(Object point labels)
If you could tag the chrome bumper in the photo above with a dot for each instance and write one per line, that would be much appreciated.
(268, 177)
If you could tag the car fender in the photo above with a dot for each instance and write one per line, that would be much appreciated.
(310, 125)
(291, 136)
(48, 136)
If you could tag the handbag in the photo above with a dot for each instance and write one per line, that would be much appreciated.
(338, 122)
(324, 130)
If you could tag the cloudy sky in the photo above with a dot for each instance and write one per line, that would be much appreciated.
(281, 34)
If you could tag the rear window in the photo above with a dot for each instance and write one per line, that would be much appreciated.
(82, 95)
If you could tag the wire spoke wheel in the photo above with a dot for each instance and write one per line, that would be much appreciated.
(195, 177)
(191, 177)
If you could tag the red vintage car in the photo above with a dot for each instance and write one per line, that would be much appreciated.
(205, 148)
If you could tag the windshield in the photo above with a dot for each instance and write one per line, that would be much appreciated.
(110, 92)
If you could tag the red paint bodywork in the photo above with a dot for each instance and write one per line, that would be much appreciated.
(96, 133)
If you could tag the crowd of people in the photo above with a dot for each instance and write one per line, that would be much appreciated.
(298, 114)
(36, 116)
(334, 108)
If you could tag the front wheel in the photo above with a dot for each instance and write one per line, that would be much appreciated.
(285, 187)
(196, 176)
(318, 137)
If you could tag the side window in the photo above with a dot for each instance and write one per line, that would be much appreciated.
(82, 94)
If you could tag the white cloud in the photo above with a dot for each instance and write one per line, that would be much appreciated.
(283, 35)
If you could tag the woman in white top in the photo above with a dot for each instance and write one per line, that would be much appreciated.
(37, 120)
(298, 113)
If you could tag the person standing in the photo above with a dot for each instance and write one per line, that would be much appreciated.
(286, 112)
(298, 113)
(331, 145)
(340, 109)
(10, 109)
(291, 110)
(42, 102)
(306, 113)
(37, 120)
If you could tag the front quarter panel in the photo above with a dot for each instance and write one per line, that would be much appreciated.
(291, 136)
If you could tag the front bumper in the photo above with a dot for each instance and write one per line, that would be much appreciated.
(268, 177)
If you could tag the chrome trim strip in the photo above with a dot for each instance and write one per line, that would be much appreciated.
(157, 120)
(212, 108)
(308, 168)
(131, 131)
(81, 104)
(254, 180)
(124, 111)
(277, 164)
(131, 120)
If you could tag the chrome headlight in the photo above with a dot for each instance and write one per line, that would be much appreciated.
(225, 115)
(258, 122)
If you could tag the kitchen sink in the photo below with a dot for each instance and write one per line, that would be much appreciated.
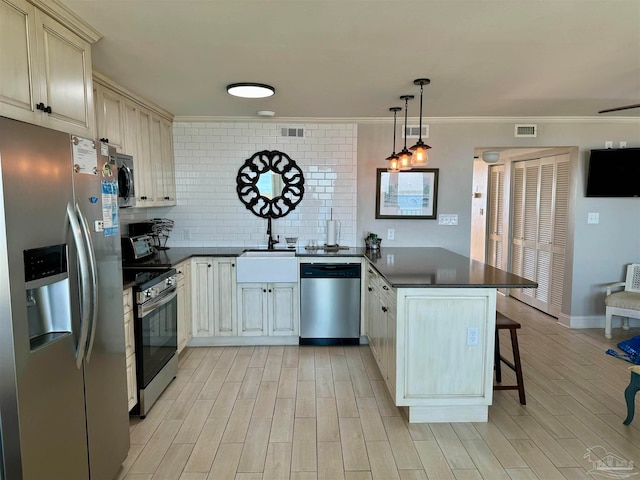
(268, 253)
(267, 266)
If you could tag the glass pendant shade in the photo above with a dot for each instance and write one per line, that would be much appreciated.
(393, 158)
(420, 155)
(405, 154)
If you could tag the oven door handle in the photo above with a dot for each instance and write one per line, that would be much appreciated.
(147, 308)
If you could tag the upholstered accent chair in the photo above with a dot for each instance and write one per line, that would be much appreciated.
(625, 303)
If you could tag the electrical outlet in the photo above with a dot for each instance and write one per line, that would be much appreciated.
(473, 336)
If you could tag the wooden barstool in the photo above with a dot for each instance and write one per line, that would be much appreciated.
(503, 323)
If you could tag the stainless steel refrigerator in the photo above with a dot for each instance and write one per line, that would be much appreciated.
(63, 396)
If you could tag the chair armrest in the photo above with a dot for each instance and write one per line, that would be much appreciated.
(614, 285)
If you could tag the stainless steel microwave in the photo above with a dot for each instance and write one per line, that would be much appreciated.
(126, 181)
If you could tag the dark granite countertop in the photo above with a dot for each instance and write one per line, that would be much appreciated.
(402, 267)
(434, 267)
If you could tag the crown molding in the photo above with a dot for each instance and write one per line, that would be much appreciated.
(428, 120)
(68, 18)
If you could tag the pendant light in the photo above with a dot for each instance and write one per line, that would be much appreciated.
(393, 158)
(420, 157)
(405, 154)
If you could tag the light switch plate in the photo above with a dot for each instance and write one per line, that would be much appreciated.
(447, 219)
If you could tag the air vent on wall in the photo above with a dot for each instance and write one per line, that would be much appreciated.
(413, 131)
(292, 132)
(528, 130)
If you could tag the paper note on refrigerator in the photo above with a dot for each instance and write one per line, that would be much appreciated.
(110, 208)
(85, 155)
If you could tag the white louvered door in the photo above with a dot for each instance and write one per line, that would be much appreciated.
(539, 226)
(496, 213)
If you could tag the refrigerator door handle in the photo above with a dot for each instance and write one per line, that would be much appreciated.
(93, 272)
(85, 305)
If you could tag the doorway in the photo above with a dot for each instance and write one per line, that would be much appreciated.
(527, 220)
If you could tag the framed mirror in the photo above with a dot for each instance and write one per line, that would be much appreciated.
(270, 184)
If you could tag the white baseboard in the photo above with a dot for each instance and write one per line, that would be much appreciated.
(593, 321)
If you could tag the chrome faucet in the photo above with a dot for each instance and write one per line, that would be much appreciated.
(271, 241)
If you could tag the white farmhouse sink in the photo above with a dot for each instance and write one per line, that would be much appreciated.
(269, 253)
(267, 266)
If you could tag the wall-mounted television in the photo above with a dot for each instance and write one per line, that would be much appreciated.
(614, 172)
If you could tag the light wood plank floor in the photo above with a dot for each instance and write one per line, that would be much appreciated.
(300, 413)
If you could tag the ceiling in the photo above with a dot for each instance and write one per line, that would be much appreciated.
(354, 58)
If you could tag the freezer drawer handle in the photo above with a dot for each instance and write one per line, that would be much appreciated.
(85, 293)
(93, 272)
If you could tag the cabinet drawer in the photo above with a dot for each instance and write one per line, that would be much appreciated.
(127, 300)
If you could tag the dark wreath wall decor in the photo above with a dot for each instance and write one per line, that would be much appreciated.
(270, 184)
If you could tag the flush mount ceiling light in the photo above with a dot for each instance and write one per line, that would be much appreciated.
(393, 158)
(420, 157)
(490, 157)
(250, 90)
(405, 154)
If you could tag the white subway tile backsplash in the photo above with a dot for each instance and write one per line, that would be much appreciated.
(208, 156)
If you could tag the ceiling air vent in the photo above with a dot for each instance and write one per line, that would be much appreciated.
(526, 131)
(413, 131)
(292, 132)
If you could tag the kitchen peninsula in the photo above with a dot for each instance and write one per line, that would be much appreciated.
(428, 314)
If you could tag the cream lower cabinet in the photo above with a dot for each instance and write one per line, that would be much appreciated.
(213, 295)
(268, 309)
(130, 349)
(45, 77)
(418, 337)
(185, 333)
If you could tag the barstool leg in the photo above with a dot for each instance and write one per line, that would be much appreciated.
(516, 361)
(496, 360)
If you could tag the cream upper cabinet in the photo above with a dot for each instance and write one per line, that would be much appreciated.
(110, 110)
(18, 67)
(144, 131)
(45, 77)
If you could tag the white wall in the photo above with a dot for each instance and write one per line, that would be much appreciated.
(208, 156)
(599, 251)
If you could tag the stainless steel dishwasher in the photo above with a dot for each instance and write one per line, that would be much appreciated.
(330, 304)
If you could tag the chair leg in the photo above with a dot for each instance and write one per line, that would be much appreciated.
(518, 365)
(629, 396)
(496, 360)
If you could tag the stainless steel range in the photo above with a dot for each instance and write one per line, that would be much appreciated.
(155, 317)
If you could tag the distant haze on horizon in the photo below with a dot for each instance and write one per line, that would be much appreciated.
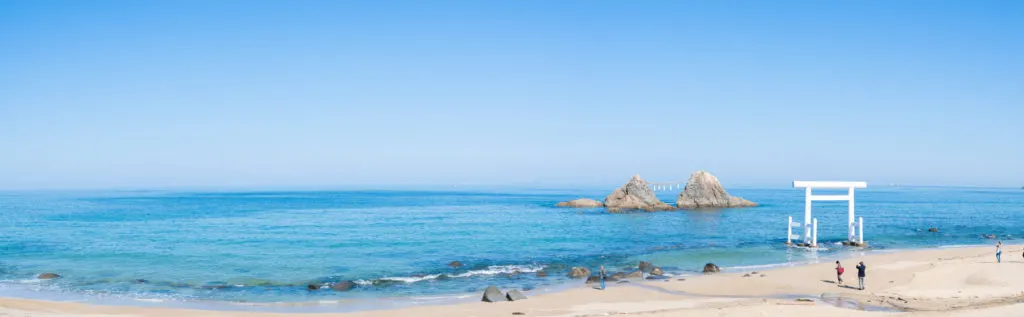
(161, 94)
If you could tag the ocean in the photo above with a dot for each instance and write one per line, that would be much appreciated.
(266, 246)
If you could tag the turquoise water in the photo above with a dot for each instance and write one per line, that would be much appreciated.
(267, 246)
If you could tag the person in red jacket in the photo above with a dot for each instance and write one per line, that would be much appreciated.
(839, 272)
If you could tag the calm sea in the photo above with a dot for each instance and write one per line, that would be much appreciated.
(267, 246)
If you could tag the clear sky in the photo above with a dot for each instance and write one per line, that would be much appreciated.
(97, 94)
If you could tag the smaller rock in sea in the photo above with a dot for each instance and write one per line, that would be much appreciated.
(493, 293)
(48, 276)
(515, 296)
(579, 272)
(645, 267)
(711, 268)
(344, 285)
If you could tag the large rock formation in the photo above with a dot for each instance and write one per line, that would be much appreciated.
(704, 190)
(635, 195)
(581, 202)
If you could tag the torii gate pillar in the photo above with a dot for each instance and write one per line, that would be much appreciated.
(809, 225)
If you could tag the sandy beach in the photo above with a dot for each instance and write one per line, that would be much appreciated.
(956, 281)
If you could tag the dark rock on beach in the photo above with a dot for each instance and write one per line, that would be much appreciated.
(515, 296)
(493, 295)
(579, 272)
(581, 202)
(48, 276)
(636, 194)
(711, 268)
(344, 285)
(704, 191)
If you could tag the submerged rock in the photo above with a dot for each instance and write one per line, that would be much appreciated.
(48, 276)
(635, 195)
(515, 296)
(579, 272)
(493, 295)
(711, 268)
(581, 202)
(344, 285)
(645, 267)
(704, 190)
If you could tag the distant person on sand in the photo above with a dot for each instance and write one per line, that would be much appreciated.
(860, 274)
(998, 252)
(839, 272)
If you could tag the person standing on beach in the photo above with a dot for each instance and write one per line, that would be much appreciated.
(839, 272)
(998, 252)
(861, 273)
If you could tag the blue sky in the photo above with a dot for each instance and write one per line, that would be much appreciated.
(97, 94)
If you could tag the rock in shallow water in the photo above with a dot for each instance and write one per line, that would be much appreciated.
(515, 296)
(711, 268)
(343, 285)
(636, 194)
(579, 272)
(493, 295)
(48, 276)
(704, 191)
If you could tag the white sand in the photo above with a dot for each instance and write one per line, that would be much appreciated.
(935, 282)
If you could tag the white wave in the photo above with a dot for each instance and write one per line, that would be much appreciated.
(491, 270)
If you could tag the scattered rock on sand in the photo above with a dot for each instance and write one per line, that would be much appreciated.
(579, 272)
(711, 268)
(515, 296)
(493, 293)
(635, 195)
(344, 285)
(702, 190)
(581, 202)
(48, 276)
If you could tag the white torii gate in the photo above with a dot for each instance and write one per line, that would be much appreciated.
(810, 224)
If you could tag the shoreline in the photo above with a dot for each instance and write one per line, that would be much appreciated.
(730, 289)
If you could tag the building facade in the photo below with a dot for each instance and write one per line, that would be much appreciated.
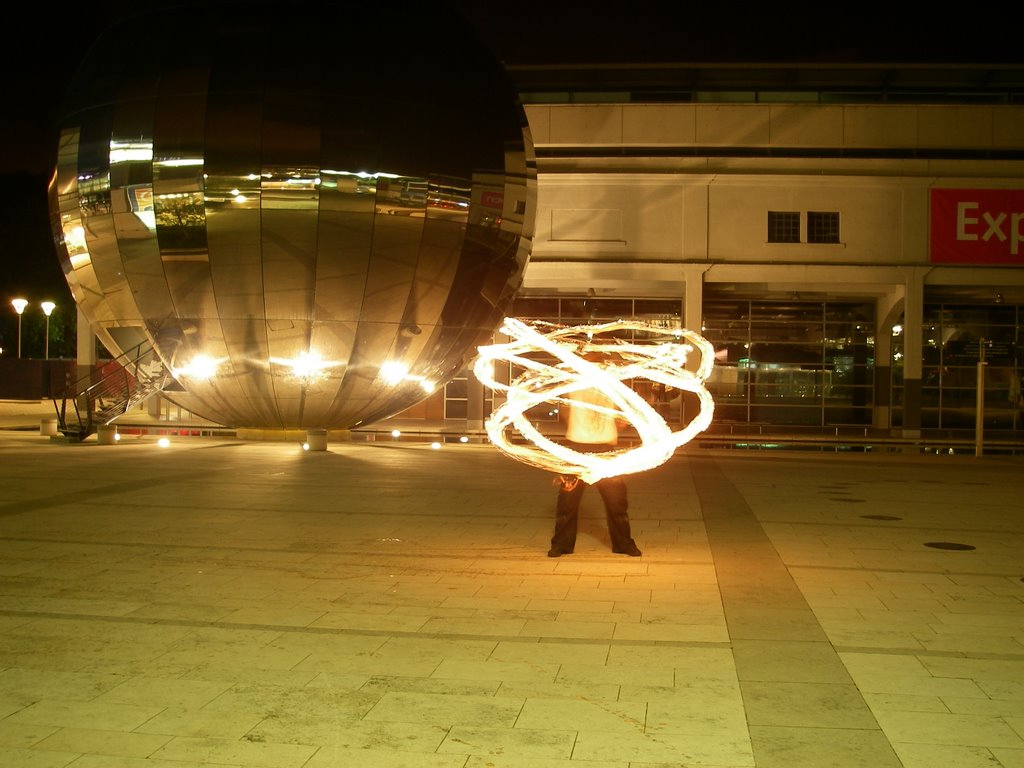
(850, 240)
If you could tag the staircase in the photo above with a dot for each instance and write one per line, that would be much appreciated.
(127, 381)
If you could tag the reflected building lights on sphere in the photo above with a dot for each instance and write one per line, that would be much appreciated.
(310, 229)
(555, 366)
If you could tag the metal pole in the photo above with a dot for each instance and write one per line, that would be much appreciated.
(979, 414)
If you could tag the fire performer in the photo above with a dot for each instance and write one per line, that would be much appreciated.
(592, 429)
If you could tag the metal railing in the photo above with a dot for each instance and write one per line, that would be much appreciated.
(123, 383)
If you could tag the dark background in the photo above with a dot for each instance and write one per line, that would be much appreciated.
(48, 41)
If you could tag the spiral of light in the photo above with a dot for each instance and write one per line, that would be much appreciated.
(659, 363)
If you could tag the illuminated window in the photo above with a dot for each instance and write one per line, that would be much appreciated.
(822, 226)
(783, 226)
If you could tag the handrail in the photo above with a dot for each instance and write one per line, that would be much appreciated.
(137, 374)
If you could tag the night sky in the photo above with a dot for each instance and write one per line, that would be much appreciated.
(49, 40)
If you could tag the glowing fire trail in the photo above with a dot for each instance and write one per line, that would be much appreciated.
(658, 363)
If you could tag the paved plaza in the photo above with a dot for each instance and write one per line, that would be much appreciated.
(386, 604)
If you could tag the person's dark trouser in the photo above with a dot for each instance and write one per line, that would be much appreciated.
(612, 491)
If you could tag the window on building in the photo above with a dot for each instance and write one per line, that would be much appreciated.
(783, 226)
(822, 226)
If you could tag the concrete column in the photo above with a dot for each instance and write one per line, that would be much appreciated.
(887, 311)
(474, 403)
(692, 321)
(913, 320)
(86, 346)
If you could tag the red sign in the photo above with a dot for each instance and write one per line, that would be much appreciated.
(977, 226)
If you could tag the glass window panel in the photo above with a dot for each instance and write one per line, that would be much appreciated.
(783, 226)
(822, 226)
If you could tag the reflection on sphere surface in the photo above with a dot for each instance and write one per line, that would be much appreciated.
(312, 212)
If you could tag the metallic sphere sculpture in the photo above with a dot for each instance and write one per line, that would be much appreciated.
(313, 212)
(660, 363)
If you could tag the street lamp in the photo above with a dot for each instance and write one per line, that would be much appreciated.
(47, 308)
(19, 305)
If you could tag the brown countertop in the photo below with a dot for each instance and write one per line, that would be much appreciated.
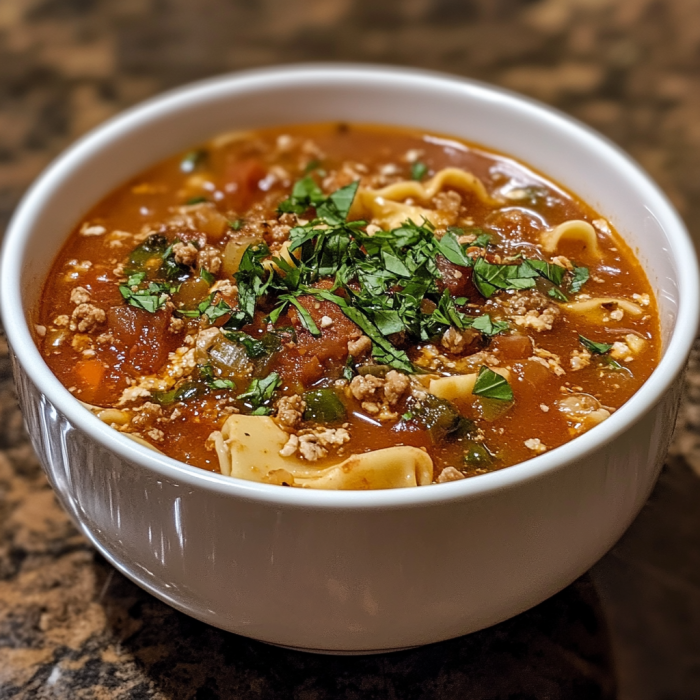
(72, 627)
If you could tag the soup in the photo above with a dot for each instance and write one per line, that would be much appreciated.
(347, 306)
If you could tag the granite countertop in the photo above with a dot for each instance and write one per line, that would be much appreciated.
(72, 627)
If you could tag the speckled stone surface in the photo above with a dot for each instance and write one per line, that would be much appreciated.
(72, 627)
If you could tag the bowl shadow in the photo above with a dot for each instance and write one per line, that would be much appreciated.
(557, 650)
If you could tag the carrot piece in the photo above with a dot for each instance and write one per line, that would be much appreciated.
(90, 373)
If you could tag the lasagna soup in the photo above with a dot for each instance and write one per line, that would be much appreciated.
(346, 306)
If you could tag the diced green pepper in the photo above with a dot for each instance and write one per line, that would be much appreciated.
(441, 419)
(323, 406)
(476, 455)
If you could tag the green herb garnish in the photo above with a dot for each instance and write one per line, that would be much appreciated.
(254, 348)
(492, 386)
(580, 277)
(418, 170)
(260, 393)
(557, 294)
(192, 160)
(593, 347)
(207, 276)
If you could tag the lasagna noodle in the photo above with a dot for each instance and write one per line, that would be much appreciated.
(248, 448)
(598, 307)
(575, 230)
(387, 207)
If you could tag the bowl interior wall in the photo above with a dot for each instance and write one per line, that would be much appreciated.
(574, 157)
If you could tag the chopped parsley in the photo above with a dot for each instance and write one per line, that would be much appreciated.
(580, 277)
(418, 170)
(207, 276)
(260, 393)
(151, 298)
(254, 348)
(206, 372)
(492, 386)
(593, 347)
(193, 160)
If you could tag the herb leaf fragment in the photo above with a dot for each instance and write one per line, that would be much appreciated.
(593, 347)
(492, 386)
(260, 393)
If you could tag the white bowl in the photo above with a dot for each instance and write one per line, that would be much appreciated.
(350, 571)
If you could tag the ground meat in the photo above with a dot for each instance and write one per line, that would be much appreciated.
(175, 325)
(536, 445)
(290, 411)
(290, 447)
(531, 309)
(449, 474)
(549, 360)
(580, 359)
(86, 317)
(313, 445)
(185, 254)
(80, 295)
(449, 203)
(359, 347)
(460, 342)
(278, 232)
(147, 415)
(395, 387)
(538, 321)
(205, 339)
(209, 258)
(365, 387)
(375, 392)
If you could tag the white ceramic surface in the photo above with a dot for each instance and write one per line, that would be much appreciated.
(350, 571)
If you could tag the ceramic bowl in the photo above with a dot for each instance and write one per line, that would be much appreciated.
(357, 571)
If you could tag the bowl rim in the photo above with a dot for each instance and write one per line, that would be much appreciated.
(16, 323)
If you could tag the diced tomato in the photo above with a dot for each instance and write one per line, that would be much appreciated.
(240, 182)
(458, 280)
(144, 335)
(513, 347)
(90, 374)
(336, 329)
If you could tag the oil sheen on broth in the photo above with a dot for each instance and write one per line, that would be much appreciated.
(347, 306)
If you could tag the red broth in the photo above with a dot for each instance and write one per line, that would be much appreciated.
(147, 310)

> [Short exercise]:
Repeat exactly the lines starting at the line with "If you could tag the diced tomato" and ending with the final line of the entries. Include nothing else.

> [Task response]:
If you could tag the diced tomato in the photo above with a dot for each instance and write one per line, that would be much appreciated.
(240, 182)
(458, 280)
(144, 335)
(513, 347)
(90, 374)
(336, 329)
If you could tag the oil sheen on broth in the photo above with a dot for each instance and write one per line, that would be much appreciated.
(347, 306)
If you could tag the red broth in the photo above with a dot for each instance and write one per line, that would be much appreciated.
(147, 310)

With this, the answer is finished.